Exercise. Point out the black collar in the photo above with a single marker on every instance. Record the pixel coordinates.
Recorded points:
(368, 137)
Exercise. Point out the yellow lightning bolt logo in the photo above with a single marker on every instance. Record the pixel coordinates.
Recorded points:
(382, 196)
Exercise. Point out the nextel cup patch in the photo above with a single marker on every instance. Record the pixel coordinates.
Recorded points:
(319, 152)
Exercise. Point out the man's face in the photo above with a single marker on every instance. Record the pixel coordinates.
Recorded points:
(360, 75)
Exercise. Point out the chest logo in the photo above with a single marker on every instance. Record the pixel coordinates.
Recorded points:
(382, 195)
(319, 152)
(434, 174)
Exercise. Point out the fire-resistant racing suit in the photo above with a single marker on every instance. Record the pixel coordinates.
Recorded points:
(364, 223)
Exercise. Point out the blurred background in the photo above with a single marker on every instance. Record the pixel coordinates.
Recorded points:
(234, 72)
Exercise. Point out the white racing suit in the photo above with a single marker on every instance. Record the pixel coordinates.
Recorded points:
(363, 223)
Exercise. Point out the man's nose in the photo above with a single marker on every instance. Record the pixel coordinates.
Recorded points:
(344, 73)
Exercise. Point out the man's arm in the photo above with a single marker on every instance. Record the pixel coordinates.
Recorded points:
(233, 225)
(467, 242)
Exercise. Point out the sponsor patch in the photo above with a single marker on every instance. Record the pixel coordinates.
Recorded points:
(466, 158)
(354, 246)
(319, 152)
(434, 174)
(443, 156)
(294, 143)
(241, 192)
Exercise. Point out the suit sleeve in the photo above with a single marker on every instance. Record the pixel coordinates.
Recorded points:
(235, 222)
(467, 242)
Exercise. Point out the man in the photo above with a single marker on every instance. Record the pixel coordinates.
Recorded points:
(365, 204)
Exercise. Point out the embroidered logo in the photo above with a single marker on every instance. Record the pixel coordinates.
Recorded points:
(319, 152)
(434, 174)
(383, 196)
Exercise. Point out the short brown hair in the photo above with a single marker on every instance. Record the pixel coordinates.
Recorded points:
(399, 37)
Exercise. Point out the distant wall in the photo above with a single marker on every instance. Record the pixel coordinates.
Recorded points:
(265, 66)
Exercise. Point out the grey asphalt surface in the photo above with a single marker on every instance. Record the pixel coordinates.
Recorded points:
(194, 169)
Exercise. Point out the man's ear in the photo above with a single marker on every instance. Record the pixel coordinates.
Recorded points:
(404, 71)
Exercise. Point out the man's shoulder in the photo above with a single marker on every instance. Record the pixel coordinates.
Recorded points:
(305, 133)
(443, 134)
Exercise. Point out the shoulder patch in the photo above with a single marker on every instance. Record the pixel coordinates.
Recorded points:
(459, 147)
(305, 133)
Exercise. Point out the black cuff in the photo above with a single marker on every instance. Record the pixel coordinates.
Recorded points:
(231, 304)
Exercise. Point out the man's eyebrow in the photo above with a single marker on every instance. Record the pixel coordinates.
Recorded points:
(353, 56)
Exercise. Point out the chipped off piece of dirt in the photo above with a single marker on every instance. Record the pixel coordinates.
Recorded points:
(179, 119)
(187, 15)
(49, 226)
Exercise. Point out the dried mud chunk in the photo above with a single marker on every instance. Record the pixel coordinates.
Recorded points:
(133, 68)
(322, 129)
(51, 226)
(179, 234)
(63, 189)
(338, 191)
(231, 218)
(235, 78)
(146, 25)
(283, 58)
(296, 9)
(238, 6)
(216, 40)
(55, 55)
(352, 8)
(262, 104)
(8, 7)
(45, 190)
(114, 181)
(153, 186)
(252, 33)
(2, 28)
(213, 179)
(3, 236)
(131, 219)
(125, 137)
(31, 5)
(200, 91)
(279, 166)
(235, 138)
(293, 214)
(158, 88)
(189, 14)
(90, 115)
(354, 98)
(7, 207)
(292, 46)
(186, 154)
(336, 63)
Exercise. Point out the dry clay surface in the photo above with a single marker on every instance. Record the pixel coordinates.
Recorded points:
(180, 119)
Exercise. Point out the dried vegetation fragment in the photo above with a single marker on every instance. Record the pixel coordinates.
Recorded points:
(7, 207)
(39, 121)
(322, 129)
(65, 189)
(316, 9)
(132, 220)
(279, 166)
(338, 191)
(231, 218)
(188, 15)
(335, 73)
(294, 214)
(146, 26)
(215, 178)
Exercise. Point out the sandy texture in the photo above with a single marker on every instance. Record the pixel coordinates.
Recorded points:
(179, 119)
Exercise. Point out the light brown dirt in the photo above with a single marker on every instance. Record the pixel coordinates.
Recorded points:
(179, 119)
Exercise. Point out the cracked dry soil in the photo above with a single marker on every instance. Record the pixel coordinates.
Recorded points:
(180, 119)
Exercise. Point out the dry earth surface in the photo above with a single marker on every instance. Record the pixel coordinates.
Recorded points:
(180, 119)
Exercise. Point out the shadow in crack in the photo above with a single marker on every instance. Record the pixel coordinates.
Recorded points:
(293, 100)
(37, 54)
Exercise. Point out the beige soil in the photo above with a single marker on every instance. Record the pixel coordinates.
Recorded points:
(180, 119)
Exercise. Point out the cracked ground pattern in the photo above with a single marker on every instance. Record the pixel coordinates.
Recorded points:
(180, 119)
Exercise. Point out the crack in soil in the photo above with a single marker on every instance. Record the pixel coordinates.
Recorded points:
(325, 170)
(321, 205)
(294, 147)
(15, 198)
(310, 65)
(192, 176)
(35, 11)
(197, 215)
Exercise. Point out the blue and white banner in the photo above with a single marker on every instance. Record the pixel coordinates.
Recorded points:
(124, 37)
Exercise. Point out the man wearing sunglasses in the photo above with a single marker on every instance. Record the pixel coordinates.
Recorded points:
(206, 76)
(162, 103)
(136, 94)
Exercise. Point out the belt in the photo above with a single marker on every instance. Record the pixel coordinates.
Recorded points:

* * *

Task requirements: Please return every line of the data, unaltered.

Solution below:
Exercise. Point out the black collar in the photo above with a single marker on every instance. Record the pixel coordinates.
Recorded points:
(368, 137)
Exercise. Point out the yellow lightning bolt logo in the photo above with a single marker on every instance. Record the pixel coordinates.
Recorded points:
(382, 196)
Exercise. Point out the nextel cup patch in the photo above with a single marker on every instance. Record the pixel coordinates.
Recorded points:
(319, 152)
Exercise. Point out the man's face in the photo above with a single marker on every instance. Record the pixel coordinates.
Recorded points:
(360, 75)
Exercise. Point out the chest logo in the photo above with a single marker on every instance. Record the pixel coordinates.
Recorded points:
(382, 195)
(319, 152)
(434, 174)
Exercise. Point out the fire-resistant racing suit in the photo above with a single marker on every instance. Record the pixel coordinates.
Recorded points:
(364, 223)
Exercise. Point out the blurred background in the photo above with a single marker on every instance. Record the pixel coordinates.
Recorded points:
(234, 72)
Exercise. Point out the white racing suit in the photo above with a single marker on every instance. Record the pixel coordinates.
Recorded points:
(363, 223)
Exercise. Point out the man's nose in the photo above with a single marker on every instance. Record the pixel coordinates.
Recorded points:
(344, 73)
Exercise. Point out the man's arm in the photo above with a single marker on every instance. Record the pixel coordinates.
Recorded points:
(233, 225)
(467, 242)
Exercise. Point out the sponsor patch in the photo above with a single marker on every instance. Record the pixel coordinates.
Recorded points:
(466, 158)
(354, 246)
(319, 152)
(434, 174)
(443, 156)
(294, 143)
(241, 192)
Exercise. Point out the suit sleeve in the photo above with a single marker on every instance. Record the pixel coordinates.
Recorded points:
(235, 222)
(467, 242)
Exercise. Point out the man in the photo above with a single marker on every instance. Record the pixel coordinates.
Recorded points:
(365, 204)
Exercise. Point out the embroidered logo in the photo above with a single marker on every instance. Record the pixel coordinates.
Recorded points:
(319, 152)
(434, 174)
(383, 196)
Exercise. Point out the short brown hair in the photo above with a single marker on every instance. Record the pixel coordinates.
Recorded points:
(399, 37)
Exercise. Point out the distant wall in the photo above with a single marker on every instance. Record the pixel coordinates.
Recorded points:
(265, 66)
Exercise. Point out the grey asphalt surface in the photo above with a single marker on every instance. Record the pixel coordinates.
Recorded points:
(194, 169)
Exercise. Point out the man's ear in the photo above with a single marker on every instance. Record the pixel coordinates.
Recorded points:
(404, 71)
Exercise. Point out the man's shoulder in the photo above with a single marker on every instance. Record the pixel coordinates.
Recorded points:
(305, 133)
(443, 134)
Exercise. Point out the shoulder patch in the photo above with a single marker on every instance. Record the pixel coordinates.
Recorded points:
(459, 147)
(305, 133)
Exercise. Point out the black cuff in the photo above with a single marker on every instance. Record the pixel coordinates.
Recorded points:
(231, 304)
Exercise. Point out the man's eyebrow in the photo above with a single marker on every instance. Record the pixel coordinates.
Recorded points:
(353, 56)
Exercise. Point out the chipped off piece of dirt in the photo above with a single marker on every instance. Record the pixel coordinates.
Recorded points:
(179, 119)
(187, 15)
(49, 226)
Exercise. Point out the dried mud chunk in the photo above with a single marker on every instance. Record the pixel coordinates.
Recorded points:
(133, 68)
(322, 129)
(51, 226)
(179, 234)
(63, 189)
(338, 191)
(231, 218)
(235, 78)
(146, 25)
(283, 58)
(296, 9)
(238, 6)
(216, 40)
(55, 55)
(352, 8)
(262, 104)
(8, 7)
(45, 190)
(114, 181)
(153, 186)
(252, 33)
(2, 28)
(213, 179)
(3, 236)
(131, 219)
(125, 137)
(31, 5)
(200, 91)
(279, 166)
(235, 138)
(293, 214)
(158, 88)
(189, 14)
(90, 115)
(354, 98)
(7, 207)
(292, 46)
(186, 154)
(336, 63)
Exercise. Point out the dry clay surface in the photo above with a single marker on every instance. Record the pixel coordinates.
Recorded points:
(180, 119)
Exercise. Point out the dried vegetation fragment in the photo above with a single marker on every instance. Record the pixel coordinates.
Recorded points:
(7, 207)
(39, 121)
(322, 129)
(65, 189)
(316, 9)
(132, 220)
(279, 166)
(338, 191)
(231, 218)
(188, 15)
(335, 73)
(294, 214)
(146, 26)
(215, 178)
Exercise. Point out the sandy texture in the photo above with a single marker on every instance. Record the pixel coordinates.
Recorded points:
(179, 119)
Exercise. Point out the light brown dirt in the photo above with a single marker on every instance. Record the pixel coordinates.
Recorded points:
(179, 119)
Exercise. Point out the cracked dry soil in the photo above with a single marker on every instance. Record the pixel coordinates.
Recorded points:
(180, 119)
Exercise. Point out the dry earth surface in the photo above with a single marker on every instance. Record the pixel coordinates.
Recorded points:
(180, 119)
Exercise. Point out the shadow in crack in the photo above with a single marker on every instance. Record the pixel coordinates.
Recorded points:
(293, 100)
(37, 54)
Exercise. Point out the beige soil in the photo above with a single marker on every instance. Record the pixel coordinates.
Recorded points:
(180, 119)
Exercise. Point out the cracked ground pattern in the photo above with a single marker on every instance. Record the pixel coordinates.
Recorded points:
(180, 119)
Exercise. Point out the crack in soil in the photo above with a single marker on every instance. Record the pixel coordinates.
Recorded points:
(325, 170)
(321, 205)
(294, 147)
(15, 198)
(310, 65)
(192, 176)
(35, 11)
(197, 215)
Exercise. Point out the blue and white banner in the photo above with a single marker on every instance. Record the pixel coordinates.
Recorded points:
(124, 37)
Exercise. Point out the man wearing sunglasses in the photo above with a single marker on every instance. Record the pixel coordinates.
Recorded points:
(206, 76)
(162, 103)
(136, 94)
Exercise. Point out the belt in the photo above with a single marker on every instance. Record the pixel coordinates.
Recorded points:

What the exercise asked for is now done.